>>>>>
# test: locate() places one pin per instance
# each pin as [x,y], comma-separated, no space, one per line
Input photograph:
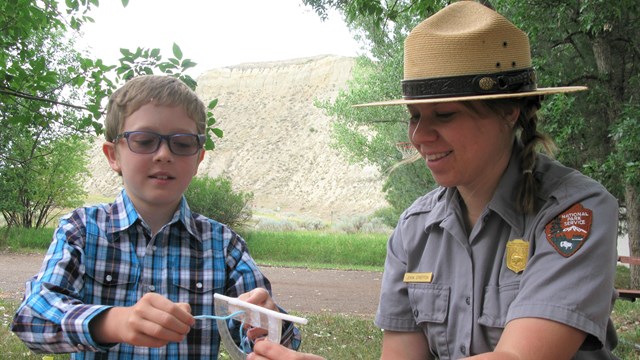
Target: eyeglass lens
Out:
[143,142]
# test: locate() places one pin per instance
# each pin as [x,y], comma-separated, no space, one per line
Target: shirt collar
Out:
[124,215]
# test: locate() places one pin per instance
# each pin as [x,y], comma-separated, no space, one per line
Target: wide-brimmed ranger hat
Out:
[467,51]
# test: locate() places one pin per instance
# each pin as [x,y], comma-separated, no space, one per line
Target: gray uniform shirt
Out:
[459,289]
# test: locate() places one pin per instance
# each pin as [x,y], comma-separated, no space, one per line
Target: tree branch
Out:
[19,94]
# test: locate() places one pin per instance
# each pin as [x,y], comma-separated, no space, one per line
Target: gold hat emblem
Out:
[517,255]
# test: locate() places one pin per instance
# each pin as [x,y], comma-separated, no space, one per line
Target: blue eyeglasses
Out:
[147,142]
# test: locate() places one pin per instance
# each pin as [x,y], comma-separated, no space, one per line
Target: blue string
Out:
[214,317]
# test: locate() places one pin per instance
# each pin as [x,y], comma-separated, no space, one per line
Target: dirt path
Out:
[302,290]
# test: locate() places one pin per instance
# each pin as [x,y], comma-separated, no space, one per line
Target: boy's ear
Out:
[200,158]
[109,150]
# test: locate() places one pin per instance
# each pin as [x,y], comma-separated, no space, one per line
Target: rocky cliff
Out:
[276,143]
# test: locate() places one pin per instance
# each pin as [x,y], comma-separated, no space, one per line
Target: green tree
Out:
[592,42]
[596,43]
[215,199]
[51,93]
[39,177]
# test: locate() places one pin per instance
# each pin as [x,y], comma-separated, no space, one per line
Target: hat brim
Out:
[537,92]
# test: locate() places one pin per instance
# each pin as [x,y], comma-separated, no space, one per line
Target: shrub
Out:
[215,198]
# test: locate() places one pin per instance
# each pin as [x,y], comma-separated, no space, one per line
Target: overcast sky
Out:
[216,33]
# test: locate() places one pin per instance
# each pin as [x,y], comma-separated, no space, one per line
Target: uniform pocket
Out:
[496,302]
[429,302]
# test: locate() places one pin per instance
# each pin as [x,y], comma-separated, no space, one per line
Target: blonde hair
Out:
[157,89]
[531,140]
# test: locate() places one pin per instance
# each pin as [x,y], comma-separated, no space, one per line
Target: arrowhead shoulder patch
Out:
[568,231]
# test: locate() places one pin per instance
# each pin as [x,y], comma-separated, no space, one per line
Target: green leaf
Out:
[219,133]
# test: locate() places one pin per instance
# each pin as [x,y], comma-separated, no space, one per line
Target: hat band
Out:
[468,85]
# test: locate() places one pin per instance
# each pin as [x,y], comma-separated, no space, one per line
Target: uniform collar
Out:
[442,203]
[505,200]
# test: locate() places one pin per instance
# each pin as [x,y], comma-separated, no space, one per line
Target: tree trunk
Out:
[633,226]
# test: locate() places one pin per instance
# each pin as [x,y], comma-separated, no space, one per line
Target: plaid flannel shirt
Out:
[104,256]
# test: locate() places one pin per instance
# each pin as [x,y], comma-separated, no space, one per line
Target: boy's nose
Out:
[163,150]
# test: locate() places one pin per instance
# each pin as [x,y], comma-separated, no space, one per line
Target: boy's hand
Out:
[260,297]
[153,321]
[265,350]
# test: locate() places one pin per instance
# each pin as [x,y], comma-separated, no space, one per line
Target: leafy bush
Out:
[215,198]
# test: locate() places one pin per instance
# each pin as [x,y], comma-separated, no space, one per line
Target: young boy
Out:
[125,280]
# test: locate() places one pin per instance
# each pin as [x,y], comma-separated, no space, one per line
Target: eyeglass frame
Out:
[200,138]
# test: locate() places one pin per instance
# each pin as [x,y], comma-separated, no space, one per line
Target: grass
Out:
[329,335]
[314,249]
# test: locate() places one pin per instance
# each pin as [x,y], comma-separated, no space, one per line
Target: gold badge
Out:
[417,277]
[517,255]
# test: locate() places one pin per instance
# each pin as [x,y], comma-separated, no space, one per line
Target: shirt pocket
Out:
[496,303]
[112,284]
[193,283]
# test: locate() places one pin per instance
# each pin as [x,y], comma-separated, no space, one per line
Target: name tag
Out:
[417,277]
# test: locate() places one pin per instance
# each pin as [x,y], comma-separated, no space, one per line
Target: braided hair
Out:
[531,139]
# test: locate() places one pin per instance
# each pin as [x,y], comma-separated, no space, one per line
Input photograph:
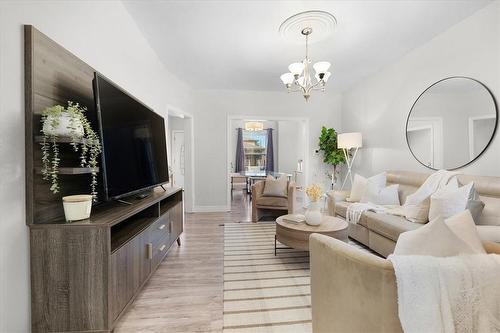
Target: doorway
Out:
[180,138]
[290,137]
[178,158]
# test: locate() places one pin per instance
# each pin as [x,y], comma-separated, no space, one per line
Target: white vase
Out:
[62,129]
[313,214]
[77,207]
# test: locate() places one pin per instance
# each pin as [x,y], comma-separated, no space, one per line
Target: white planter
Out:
[313,214]
[62,130]
[77,207]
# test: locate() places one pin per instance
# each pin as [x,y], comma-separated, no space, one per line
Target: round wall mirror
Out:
[451,123]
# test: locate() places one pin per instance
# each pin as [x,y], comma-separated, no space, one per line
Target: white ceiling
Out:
[236,44]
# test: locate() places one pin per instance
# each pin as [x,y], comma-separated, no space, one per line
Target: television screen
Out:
[134,155]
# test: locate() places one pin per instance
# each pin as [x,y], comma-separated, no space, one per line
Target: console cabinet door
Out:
[177,220]
[130,266]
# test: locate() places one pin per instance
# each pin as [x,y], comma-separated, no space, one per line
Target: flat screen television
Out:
[134,154]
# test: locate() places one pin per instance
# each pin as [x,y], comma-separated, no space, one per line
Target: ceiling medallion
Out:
[303,25]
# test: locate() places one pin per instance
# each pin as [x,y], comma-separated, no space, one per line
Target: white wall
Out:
[378,107]
[211,112]
[290,145]
[103,35]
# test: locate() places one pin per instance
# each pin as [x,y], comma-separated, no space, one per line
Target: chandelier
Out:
[299,78]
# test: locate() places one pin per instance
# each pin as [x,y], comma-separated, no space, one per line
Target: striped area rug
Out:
[264,293]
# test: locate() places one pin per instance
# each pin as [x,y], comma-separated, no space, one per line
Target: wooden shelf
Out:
[39,139]
[72,171]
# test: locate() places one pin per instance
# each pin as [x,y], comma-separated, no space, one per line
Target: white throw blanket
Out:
[354,210]
[448,295]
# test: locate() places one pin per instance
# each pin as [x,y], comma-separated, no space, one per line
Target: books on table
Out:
[295,218]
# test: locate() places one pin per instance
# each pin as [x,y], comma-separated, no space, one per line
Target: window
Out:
[254,144]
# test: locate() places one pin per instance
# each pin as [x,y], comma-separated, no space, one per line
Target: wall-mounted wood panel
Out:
[53,75]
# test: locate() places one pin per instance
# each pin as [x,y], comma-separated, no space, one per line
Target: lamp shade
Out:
[325,77]
[296,68]
[350,140]
[321,66]
[287,78]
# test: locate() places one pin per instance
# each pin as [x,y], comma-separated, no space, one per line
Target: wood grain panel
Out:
[53,75]
[65,296]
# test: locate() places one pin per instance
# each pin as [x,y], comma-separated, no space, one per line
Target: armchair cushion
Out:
[276,187]
[272,202]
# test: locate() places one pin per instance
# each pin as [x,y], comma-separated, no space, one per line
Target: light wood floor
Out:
[185,293]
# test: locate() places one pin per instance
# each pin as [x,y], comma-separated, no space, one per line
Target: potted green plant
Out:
[68,122]
[331,154]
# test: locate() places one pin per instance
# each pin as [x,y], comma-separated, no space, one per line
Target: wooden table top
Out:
[328,224]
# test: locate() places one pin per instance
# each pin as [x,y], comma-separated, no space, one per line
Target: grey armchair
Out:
[271,206]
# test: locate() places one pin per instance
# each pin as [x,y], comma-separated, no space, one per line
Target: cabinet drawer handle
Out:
[149,248]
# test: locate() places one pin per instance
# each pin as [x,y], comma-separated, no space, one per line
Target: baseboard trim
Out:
[210,209]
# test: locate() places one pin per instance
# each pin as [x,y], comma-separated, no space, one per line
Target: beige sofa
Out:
[381,231]
[271,206]
[353,290]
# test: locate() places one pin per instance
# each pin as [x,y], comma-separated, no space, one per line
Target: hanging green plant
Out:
[70,122]
[331,154]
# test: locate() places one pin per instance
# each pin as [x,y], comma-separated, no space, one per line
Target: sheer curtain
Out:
[240,152]
[270,151]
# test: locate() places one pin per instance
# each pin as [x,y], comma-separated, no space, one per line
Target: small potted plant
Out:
[313,212]
[68,122]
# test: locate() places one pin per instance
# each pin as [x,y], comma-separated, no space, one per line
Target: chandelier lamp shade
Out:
[301,78]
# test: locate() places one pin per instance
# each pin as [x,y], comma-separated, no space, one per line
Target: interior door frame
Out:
[173,132]
[189,178]
[424,128]
[437,145]
[471,132]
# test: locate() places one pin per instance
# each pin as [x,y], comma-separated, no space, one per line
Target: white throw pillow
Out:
[433,239]
[382,196]
[416,207]
[449,200]
[462,225]
[475,205]
[276,187]
[360,184]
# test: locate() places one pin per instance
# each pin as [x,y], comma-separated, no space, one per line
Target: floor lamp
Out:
[346,142]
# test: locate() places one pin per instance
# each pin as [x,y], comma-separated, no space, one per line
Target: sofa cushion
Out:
[272,202]
[433,239]
[389,226]
[341,209]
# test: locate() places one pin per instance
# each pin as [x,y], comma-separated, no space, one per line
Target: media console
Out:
[84,274]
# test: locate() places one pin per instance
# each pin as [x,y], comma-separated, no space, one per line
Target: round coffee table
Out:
[296,235]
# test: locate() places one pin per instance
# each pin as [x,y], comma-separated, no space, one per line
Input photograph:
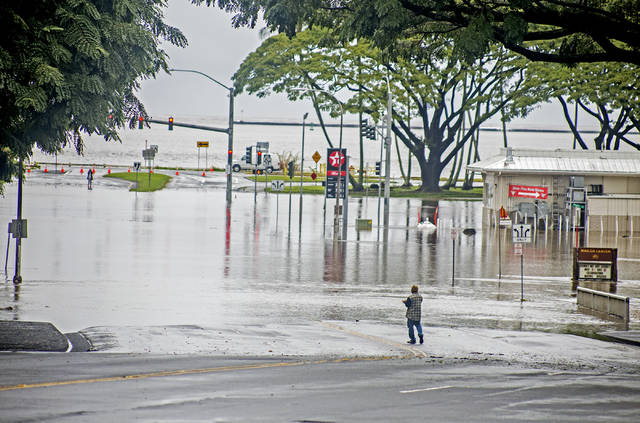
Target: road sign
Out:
[517,249]
[336,161]
[336,172]
[536,193]
[521,233]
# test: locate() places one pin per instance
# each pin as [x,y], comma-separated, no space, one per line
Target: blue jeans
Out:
[410,325]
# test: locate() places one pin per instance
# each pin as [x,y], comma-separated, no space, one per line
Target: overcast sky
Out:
[218,49]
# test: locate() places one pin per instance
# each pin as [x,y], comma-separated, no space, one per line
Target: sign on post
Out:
[595,264]
[517,249]
[336,172]
[521,233]
[536,193]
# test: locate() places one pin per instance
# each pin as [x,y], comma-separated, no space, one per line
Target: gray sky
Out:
[218,49]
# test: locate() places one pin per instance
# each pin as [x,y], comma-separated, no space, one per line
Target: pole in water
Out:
[17,278]
[453,268]
[499,252]
[522,277]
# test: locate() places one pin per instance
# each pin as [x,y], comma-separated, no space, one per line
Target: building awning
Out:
[561,162]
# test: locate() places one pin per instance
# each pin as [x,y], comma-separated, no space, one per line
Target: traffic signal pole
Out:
[387,166]
[17,278]
[228,130]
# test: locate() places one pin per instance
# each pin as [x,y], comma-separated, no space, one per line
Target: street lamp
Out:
[229,130]
[336,218]
[304,118]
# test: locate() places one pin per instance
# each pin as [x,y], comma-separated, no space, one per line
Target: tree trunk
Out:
[430,170]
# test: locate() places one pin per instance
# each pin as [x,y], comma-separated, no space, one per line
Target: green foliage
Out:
[606,91]
[569,31]
[66,65]
[158,180]
[440,89]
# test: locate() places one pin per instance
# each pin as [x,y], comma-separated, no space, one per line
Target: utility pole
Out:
[17,278]
[387,167]
[301,176]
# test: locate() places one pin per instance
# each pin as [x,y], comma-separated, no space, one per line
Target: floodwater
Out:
[110,257]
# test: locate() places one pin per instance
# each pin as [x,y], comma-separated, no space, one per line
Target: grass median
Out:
[145,184]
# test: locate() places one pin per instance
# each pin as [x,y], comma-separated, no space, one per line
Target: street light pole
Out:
[17,278]
[336,219]
[304,118]
[229,129]
[387,167]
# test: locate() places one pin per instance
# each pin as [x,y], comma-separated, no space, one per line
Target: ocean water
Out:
[177,148]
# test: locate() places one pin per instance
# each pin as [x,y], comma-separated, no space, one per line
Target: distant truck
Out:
[260,160]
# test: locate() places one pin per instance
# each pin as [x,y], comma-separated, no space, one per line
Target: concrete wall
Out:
[619,213]
[603,302]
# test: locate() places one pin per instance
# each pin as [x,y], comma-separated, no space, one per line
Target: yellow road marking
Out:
[147,375]
[435,388]
[413,351]
[181,372]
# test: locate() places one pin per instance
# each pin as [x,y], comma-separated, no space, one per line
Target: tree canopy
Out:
[451,98]
[562,31]
[69,67]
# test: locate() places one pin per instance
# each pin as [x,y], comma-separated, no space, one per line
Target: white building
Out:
[596,189]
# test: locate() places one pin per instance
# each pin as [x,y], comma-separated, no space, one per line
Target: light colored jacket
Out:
[414,311]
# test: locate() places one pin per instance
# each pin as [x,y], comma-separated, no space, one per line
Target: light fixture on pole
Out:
[229,130]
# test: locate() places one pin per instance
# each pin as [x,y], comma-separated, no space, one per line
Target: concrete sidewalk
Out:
[38,336]
[332,339]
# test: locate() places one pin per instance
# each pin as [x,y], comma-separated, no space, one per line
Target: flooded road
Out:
[110,257]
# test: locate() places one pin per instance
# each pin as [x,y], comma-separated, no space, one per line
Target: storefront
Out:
[568,189]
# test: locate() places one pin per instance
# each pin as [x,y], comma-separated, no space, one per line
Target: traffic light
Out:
[290,166]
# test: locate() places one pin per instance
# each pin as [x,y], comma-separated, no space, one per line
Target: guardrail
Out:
[611,304]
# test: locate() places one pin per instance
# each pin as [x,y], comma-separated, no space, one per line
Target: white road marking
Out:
[435,388]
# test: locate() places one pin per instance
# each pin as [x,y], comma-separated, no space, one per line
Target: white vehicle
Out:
[267,164]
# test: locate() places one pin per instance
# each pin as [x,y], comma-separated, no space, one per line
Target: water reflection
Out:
[165,249]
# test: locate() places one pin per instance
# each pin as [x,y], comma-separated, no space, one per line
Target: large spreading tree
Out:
[606,92]
[450,97]
[562,31]
[72,67]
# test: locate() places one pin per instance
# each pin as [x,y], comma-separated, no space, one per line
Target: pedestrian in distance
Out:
[414,314]
[90,179]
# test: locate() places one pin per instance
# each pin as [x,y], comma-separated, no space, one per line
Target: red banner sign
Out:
[537,193]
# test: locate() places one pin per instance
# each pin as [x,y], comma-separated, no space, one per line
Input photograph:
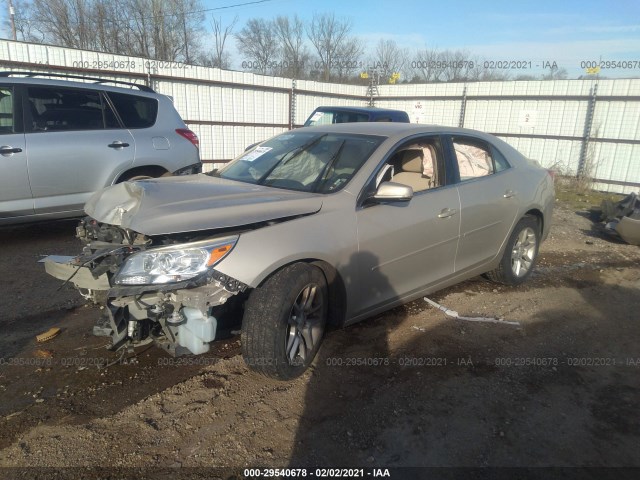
<<<<<
## PROMPT
Check the listing above for lines containing the string "wall", and copy each one.

## SOLUTION BELOW
Target: round wall mirror
Target: white wall
Target: wall-mounted wood panel
Target: concrete wall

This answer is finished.